▸ **Task to carry out**
Extend the passage on rising CO2 and plant secondary metabolites, picking up after its final sentence.

▸ **Reading passage**
□ □ □ □ □

The increase of atmospheric CO2 due to global climate change and/or horticultural practices has direct and indirect effects on secondary metabolite synthesis in plants [1]. The responses observed in different plants show a wide range of patterns, either in the structure of primary and secondary metabolites or in the biomass production. These kinds of responses may occur in natural plant ecosystems, but may also be created deliberately by deliberate CO2 enrichment techniques in controlled environment systems to increase the production of some plants and some secondary compounds [2,3,4]. In the previous and current century, there has been an increase in the use of herbal products for traditional medicine and foods, which is attributable to a new way of life that is related to arising interest in the use of natural products. At the same time, there is also a keen interest in functional foods, which in some cases have shown little distinction between herbs and spices as a wide range of natural products are mostly produced from herbs or medicinal plants. They have been introduced to society as part of traditional cultural practices, and hence, there are only very soft rules existing about their commercial regulation [5].

□ □ □ □ □

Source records
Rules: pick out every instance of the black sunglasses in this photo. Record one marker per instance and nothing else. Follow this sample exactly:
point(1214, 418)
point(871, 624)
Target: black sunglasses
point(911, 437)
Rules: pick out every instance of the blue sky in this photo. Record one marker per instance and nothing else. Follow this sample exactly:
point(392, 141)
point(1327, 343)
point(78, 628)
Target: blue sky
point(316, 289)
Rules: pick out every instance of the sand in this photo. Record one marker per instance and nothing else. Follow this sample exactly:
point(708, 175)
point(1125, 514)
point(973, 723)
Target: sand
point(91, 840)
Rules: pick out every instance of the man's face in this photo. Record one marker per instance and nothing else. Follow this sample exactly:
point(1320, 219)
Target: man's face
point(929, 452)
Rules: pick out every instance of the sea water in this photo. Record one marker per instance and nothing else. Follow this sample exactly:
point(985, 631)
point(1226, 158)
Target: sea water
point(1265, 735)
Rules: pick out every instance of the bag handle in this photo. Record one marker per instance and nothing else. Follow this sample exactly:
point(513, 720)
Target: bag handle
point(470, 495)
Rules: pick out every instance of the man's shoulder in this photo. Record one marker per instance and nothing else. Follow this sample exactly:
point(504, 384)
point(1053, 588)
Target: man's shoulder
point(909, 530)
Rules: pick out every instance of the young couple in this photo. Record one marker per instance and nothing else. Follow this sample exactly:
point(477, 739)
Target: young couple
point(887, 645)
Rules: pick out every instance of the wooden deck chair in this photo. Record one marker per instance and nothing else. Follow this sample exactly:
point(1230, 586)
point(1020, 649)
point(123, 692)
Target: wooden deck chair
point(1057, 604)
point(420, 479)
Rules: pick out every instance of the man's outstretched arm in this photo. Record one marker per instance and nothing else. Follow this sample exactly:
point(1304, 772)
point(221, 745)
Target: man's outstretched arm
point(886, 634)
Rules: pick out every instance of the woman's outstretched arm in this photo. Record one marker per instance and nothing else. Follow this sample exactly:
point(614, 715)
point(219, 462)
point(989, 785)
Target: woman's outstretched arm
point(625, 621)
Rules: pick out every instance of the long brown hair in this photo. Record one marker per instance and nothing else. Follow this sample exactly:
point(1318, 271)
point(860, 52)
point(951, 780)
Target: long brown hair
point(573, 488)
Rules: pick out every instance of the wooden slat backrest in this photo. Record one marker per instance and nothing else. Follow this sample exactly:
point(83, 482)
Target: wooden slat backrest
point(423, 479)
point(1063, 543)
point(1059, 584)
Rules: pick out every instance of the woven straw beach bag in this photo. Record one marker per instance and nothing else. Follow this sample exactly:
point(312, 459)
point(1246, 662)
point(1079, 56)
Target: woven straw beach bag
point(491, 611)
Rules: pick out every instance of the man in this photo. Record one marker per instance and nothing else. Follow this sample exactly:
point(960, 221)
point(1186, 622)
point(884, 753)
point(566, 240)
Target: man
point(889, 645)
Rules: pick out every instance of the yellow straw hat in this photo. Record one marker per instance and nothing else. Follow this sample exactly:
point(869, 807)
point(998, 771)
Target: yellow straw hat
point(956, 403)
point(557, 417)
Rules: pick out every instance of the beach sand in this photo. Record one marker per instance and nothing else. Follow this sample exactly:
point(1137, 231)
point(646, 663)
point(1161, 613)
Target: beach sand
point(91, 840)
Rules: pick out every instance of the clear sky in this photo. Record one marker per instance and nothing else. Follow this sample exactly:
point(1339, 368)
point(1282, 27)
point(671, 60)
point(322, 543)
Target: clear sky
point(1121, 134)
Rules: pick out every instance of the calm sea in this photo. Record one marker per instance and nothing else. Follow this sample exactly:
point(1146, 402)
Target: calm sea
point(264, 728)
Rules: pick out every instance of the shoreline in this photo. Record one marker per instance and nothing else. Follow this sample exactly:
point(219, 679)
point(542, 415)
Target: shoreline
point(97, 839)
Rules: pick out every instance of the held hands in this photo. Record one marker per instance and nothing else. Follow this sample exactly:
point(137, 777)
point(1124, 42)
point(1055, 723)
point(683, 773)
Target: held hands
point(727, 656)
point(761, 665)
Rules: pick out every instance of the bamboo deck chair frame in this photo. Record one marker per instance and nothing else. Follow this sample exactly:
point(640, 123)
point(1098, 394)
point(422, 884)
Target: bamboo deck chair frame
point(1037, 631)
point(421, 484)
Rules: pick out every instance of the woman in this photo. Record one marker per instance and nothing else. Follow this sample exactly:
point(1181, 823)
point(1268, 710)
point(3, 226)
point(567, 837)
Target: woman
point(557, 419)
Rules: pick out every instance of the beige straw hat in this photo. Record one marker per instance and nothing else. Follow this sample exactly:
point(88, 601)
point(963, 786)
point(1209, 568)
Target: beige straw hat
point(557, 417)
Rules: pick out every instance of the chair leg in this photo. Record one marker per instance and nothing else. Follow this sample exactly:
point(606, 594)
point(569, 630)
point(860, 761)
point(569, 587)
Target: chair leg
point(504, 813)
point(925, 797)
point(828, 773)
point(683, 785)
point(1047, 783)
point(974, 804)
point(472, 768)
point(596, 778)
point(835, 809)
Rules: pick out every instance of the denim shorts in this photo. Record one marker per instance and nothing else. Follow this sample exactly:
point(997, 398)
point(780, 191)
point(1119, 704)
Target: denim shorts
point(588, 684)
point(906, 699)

□ □ □ □ □

▸ **Written response**
Crops under enriched CO2 atmospheres acquire positive features with enhanced plant adaptation and growth. The greatest advantages of CO2 enrichment is in the enhancement of photosynthetic capacity, particularly under adverse climatic conditions and this would becomes most apparent in the vegetative growth of young plants [6,7]. Rising levels of atmospheric CO2 can alter plant growth and partitioning of secondary metabolites [8]. This can be proved by the results of the study of Wang et al. [9] showing that elevated CO2 concentrations in the atmosphere enhanced vegetative growth, carbohydrate accumulation, and fruit productivity in strawberry. It is well established that environmental factors can influence the production of secondary metabolites in plants [10]. For example, under nutrient deficient conditions, the levels of non-nitrogenous metabolites derived from the shikimic acid pathway such as phenolic acids, lignin, hydrolysable tannins, and proanthocyanidins usually increase in woody plants. The increase in C-based secondary metabolites frequently occurs when environmental conditions also promote an accumulation of non-structural carbohydrates (TNC) in plants. Elevated atmospheric CO2 concentrations often increase TNC concentrations in plants and possibly stimulate secondary metabolism [11].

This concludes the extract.